Natural-language object grounding data

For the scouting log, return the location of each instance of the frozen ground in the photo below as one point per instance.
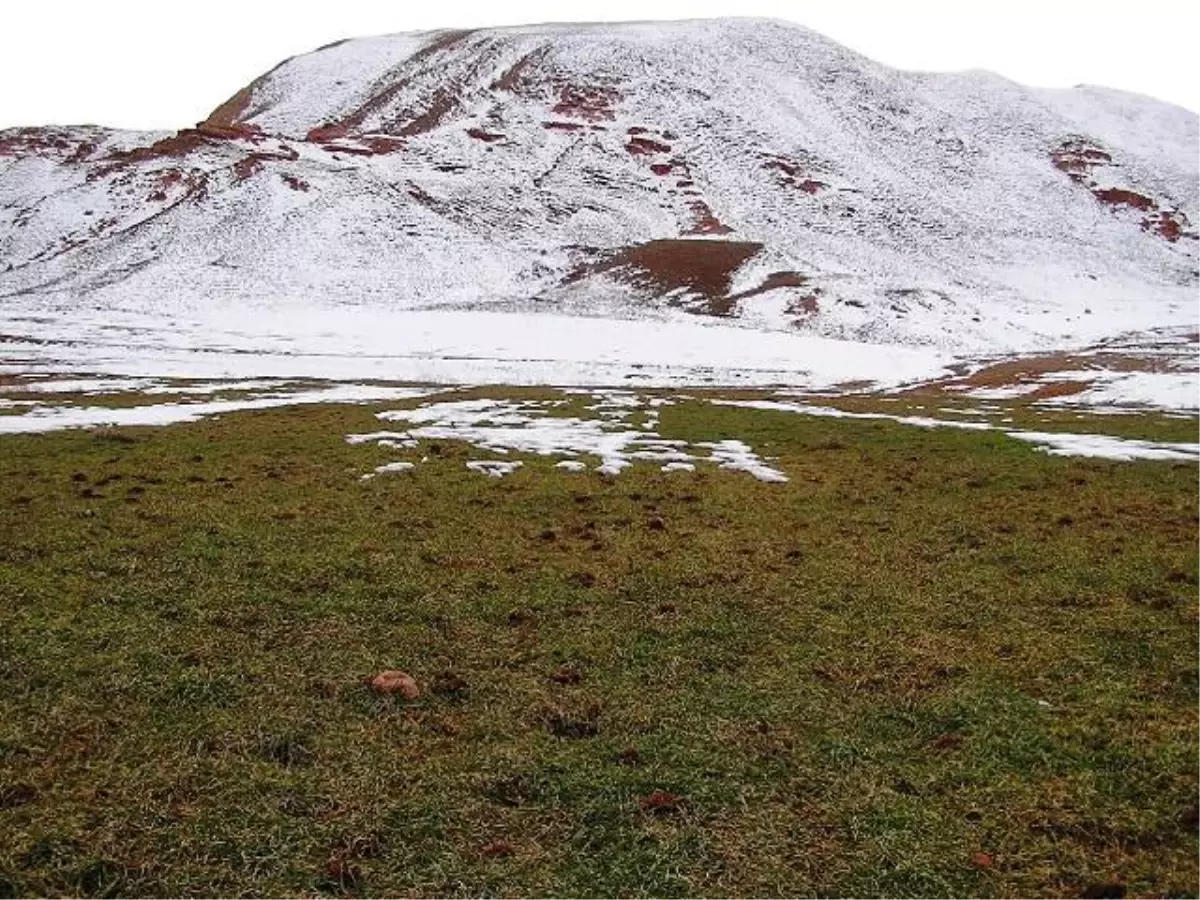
(725, 203)
(585, 429)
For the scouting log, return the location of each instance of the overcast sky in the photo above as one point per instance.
(153, 64)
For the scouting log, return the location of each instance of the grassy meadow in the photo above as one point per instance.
(935, 664)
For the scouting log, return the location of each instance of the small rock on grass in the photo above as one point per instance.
(396, 683)
(660, 803)
(497, 850)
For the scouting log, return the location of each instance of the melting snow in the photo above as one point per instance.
(390, 468)
(55, 418)
(1098, 447)
(504, 426)
(495, 468)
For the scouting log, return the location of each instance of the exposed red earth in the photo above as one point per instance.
(461, 168)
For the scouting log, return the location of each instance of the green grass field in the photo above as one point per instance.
(931, 665)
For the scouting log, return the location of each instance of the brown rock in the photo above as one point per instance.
(395, 682)
(660, 802)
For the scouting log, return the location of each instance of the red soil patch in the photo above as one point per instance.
(383, 144)
(646, 147)
(706, 221)
(487, 137)
(1120, 197)
(46, 142)
(702, 268)
(805, 305)
(327, 132)
(588, 103)
(793, 174)
(246, 168)
(1079, 159)
(1169, 225)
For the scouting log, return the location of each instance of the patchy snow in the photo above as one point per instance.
(85, 385)
(391, 468)
(738, 456)
(1101, 447)
(1060, 444)
(329, 341)
(916, 219)
(495, 468)
(1163, 390)
(679, 467)
(55, 418)
(504, 426)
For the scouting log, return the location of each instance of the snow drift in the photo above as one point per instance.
(772, 201)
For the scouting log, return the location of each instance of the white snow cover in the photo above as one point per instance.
(55, 418)
(504, 426)
(454, 223)
(1099, 447)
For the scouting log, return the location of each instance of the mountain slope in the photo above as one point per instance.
(742, 171)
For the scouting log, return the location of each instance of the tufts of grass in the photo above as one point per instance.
(934, 664)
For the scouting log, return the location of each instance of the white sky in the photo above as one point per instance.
(154, 64)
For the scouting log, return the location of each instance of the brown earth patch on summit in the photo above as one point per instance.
(589, 103)
(703, 269)
(805, 305)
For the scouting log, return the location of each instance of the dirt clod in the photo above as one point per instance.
(396, 683)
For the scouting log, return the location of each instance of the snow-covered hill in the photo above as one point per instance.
(589, 202)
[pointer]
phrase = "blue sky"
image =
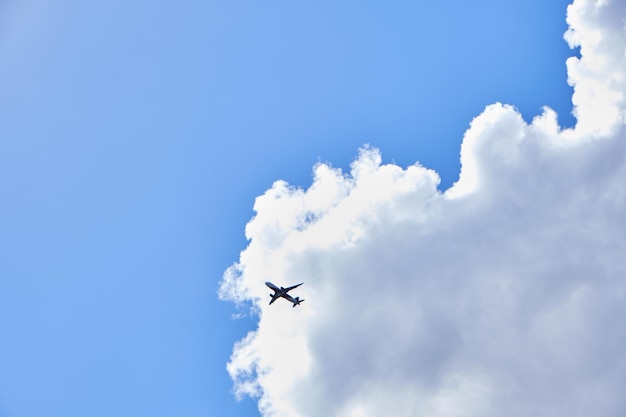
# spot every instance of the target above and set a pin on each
(135, 136)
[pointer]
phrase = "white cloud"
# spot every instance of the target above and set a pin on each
(504, 296)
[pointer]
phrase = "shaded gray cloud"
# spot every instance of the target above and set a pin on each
(503, 295)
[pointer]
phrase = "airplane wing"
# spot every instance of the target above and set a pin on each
(295, 286)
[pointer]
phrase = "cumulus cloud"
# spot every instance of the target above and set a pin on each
(502, 296)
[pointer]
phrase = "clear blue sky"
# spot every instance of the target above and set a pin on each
(135, 135)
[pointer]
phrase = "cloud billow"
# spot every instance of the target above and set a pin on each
(503, 296)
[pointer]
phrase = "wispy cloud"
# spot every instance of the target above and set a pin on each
(504, 295)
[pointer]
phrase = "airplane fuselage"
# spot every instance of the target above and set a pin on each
(282, 292)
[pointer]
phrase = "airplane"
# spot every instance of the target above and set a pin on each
(282, 292)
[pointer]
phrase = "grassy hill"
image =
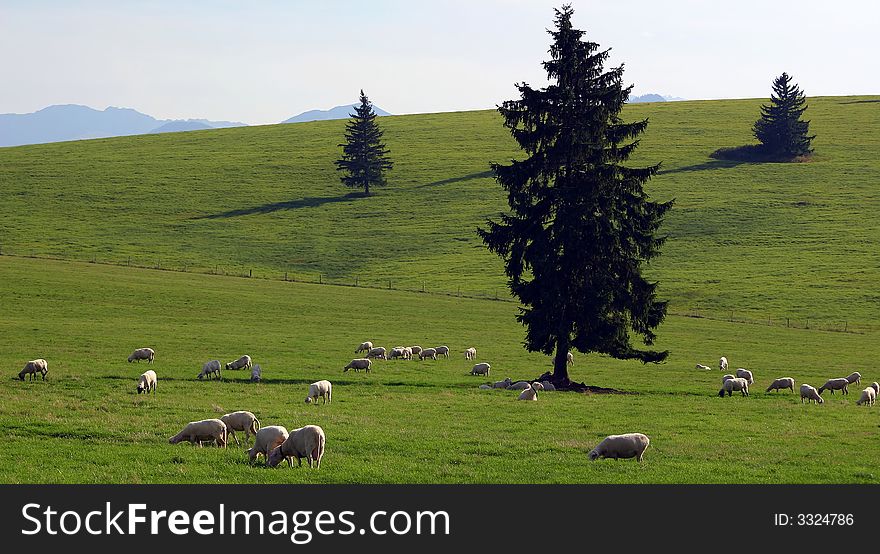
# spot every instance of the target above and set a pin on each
(759, 240)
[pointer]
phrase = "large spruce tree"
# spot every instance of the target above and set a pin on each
(782, 133)
(364, 156)
(580, 225)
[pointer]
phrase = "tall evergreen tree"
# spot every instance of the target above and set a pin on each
(780, 129)
(364, 156)
(580, 225)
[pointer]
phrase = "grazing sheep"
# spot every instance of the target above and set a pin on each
(531, 393)
(142, 354)
(205, 430)
(629, 445)
(210, 369)
(868, 397)
(306, 442)
(481, 369)
(810, 393)
(242, 363)
(241, 421)
(358, 364)
(147, 382)
(781, 383)
(835, 384)
(854, 377)
(321, 388)
(745, 374)
(267, 439)
(32, 368)
(730, 385)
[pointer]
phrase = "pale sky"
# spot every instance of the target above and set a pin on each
(264, 61)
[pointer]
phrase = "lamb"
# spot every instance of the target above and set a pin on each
(321, 388)
(868, 397)
(531, 393)
(358, 364)
(210, 369)
(267, 439)
(835, 384)
(241, 421)
(147, 382)
(629, 445)
(32, 368)
(810, 393)
(481, 369)
(745, 374)
(201, 431)
(242, 363)
(306, 442)
(142, 354)
(781, 383)
(730, 385)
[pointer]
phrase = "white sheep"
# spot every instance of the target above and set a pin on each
(868, 397)
(242, 363)
(32, 368)
(629, 445)
(781, 383)
(810, 393)
(358, 364)
(202, 431)
(321, 388)
(268, 438)
(730, 385)
(147, 382)
(142, 354)
(307, 442)
(210, 369)
(481, 369)
(241, 421)
(835, 384)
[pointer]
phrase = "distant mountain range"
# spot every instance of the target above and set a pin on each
(75, 122)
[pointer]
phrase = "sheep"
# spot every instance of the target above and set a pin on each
(242, 363)
(835, 384)
(854, 377)
(377, 352)
(781, 383)
(32, 368)
(147, 382)
(321, 388)
(629, 445)
(201, 431)
(267, 439)
(745, 374)
(730, 385)
(810, 393)
(531, 393)
(358, 364)
(306, 442)
(481, 369)
(210, 369)
(142, 354)
(241, 421)
(868, 397)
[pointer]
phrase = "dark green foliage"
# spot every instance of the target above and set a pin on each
(580, 225)
(780, 129)
(364, 157)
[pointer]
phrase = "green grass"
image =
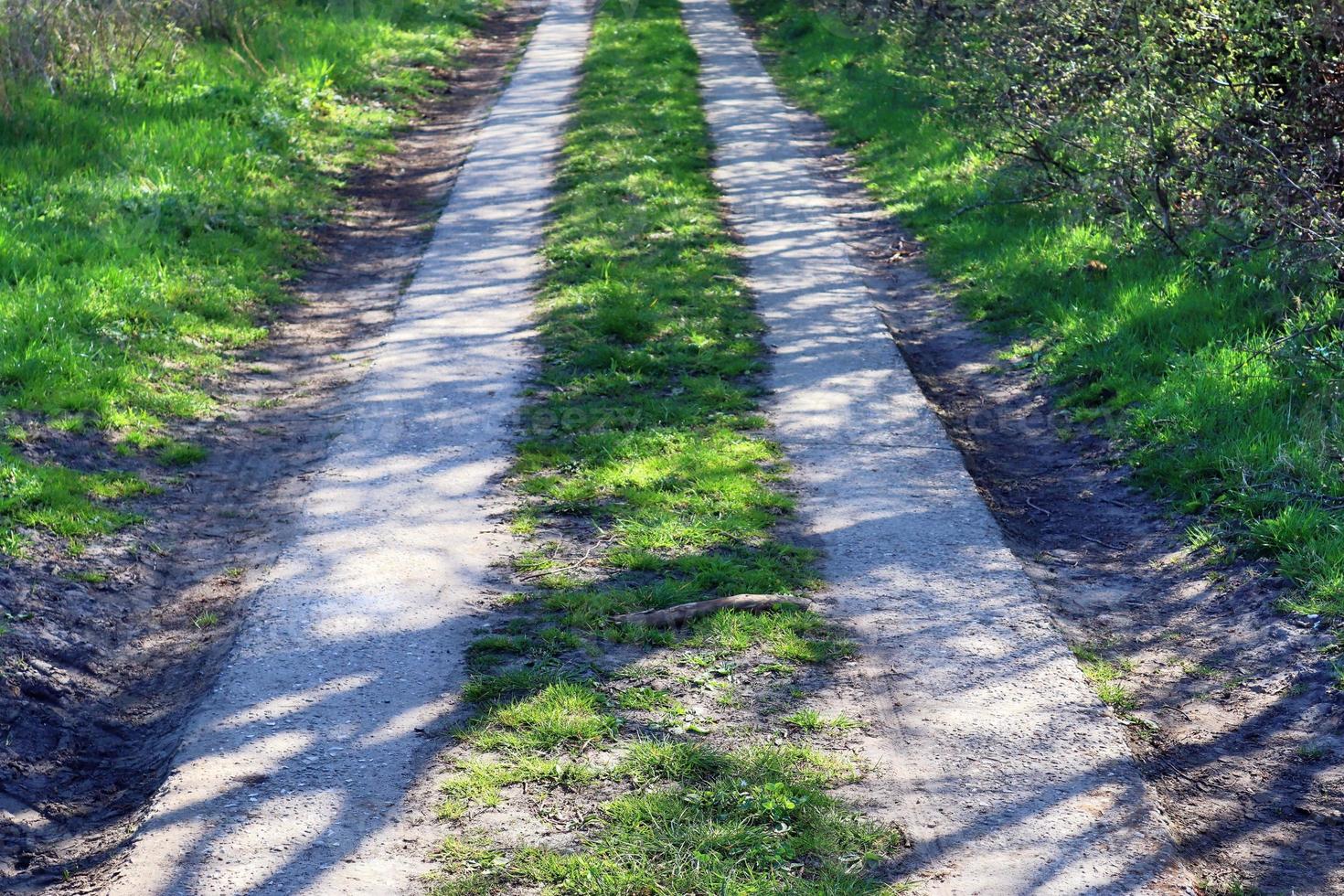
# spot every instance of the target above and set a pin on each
(1175, 357)
(723, 822)
(645, 483)
(149, 223)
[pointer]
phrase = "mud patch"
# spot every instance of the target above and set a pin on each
(106, 653)
(1227, 703)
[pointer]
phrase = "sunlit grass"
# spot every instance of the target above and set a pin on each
(149, 222)
(1167, 355)
(646, 484)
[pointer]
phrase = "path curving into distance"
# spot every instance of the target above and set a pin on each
(294, 772)
(995, 755)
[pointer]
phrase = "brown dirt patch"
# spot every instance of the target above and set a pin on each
(1237, 724)
(96, 677)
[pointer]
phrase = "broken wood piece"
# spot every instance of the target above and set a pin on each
(683, 613)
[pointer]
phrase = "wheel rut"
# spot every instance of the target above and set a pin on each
(293, 775)
(994, 752)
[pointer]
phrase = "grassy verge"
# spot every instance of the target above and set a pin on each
(609, 758)
(149, 219)
(1221, 406)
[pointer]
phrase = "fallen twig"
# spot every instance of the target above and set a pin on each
(684, 613)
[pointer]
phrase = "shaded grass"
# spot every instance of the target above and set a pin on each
(1179, 359)
(148, 222)
(723, 822)
(645, 483)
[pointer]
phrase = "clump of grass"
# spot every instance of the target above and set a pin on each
(644, 446)
(208, 620)
(565, 713)
(1106, 678)
(814, 721)
(174, 453)
(748, 821)
(479, 782)
(1224, 397)
(129, 277)
(65, 503)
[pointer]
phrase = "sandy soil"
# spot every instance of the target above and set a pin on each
(99, 677)
(994, 752)
(1238, 727)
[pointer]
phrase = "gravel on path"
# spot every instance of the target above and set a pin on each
(995, 755)
(294, 774)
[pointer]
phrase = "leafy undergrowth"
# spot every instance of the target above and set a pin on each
(149, 218)
(608, 758)
(1224, 394)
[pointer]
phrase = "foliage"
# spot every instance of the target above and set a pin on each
(1194, 116)
(149, 212)
(644, 461)
(1221, 394)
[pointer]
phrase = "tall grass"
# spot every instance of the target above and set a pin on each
(149, 220)
(1201, 375)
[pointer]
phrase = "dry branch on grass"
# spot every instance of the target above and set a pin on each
(687, 612)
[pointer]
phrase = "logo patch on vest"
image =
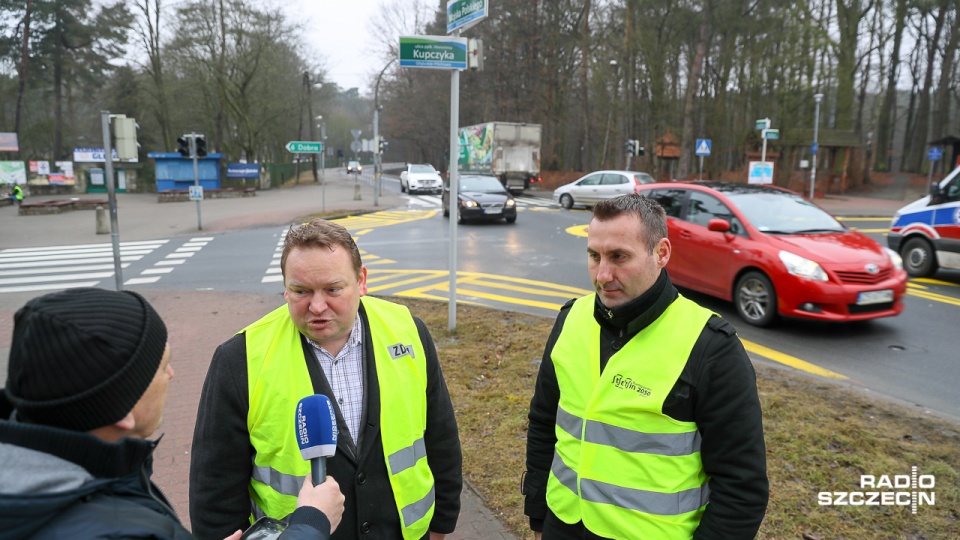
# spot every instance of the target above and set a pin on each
(400, 350)
(626, 383)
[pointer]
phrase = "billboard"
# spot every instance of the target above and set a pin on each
(13, 172)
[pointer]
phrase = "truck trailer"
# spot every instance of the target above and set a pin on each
(508, 150)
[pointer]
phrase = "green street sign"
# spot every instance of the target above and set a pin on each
(305, 147)
(462, 14)
(433, 52)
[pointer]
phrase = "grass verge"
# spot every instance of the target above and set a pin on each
(820, 436)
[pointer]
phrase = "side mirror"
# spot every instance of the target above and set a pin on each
(718, 225)
(936, 195)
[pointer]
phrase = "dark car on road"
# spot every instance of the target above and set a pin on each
(481, 197)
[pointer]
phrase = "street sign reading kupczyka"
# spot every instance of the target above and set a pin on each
(305, 147)
(433, 52)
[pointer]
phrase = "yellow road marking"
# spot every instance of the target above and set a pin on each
(944, 299)
(382, 219)
(791, 361)
(934, 282)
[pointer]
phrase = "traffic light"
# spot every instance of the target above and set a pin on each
(125, 137)
(183, 145)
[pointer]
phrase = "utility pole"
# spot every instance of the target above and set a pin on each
(112, 199)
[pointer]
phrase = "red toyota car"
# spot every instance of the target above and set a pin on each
(773, 253)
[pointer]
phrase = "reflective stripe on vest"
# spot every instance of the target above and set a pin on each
(277, 384)
(621, 466)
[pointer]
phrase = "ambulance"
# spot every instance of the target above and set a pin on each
(926, 233)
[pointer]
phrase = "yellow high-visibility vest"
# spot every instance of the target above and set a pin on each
(277, 380)
(620, 465)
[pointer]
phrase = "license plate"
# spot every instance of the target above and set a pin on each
(874, 297)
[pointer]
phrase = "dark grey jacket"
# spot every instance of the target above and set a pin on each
(221, 462)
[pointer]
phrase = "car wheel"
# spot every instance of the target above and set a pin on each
(919, 259)
(756, 299)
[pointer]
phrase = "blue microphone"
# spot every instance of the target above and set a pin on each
(317, 433)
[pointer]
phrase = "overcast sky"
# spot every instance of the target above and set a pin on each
(340, 30)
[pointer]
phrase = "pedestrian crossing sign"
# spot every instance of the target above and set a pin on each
(703, 147)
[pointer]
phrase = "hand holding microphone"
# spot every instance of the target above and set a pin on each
(316, 426)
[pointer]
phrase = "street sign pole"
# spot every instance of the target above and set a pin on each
(454, 199)
(763, 154)
(112, 199)
(196, 174)
(934, 154)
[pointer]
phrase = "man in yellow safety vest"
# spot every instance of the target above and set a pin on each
(645, 421)
(398, 459)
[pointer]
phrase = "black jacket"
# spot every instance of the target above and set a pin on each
(57, 483)
(221, 463)
(717, 390)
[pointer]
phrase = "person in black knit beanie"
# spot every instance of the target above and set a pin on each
(86, 384)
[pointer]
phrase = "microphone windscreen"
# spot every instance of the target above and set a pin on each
(316, 427)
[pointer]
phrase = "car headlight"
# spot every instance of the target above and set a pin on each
(802, 267)
(895, 258)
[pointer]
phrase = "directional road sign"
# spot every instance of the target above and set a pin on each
(703, 147)
(305, 147)
(761, 172)
(462, 14)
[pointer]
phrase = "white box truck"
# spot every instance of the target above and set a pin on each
(508, 150)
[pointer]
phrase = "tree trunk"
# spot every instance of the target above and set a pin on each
(59, 32)
(887, 109)
(923, 108)
(584, 142)
(22, 82)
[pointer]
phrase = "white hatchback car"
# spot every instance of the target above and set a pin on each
(420, 177)
(599, 185)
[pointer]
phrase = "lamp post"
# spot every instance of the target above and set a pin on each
(815, 147)
(313, 137)
(323, 139)
(377, 157)
(616, 90)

*Task details*: Would you copy every line of the entries that includes the word "black"?

*Result of this task*:
phrase = "black jacket"
phrase = "person in black knit beanie"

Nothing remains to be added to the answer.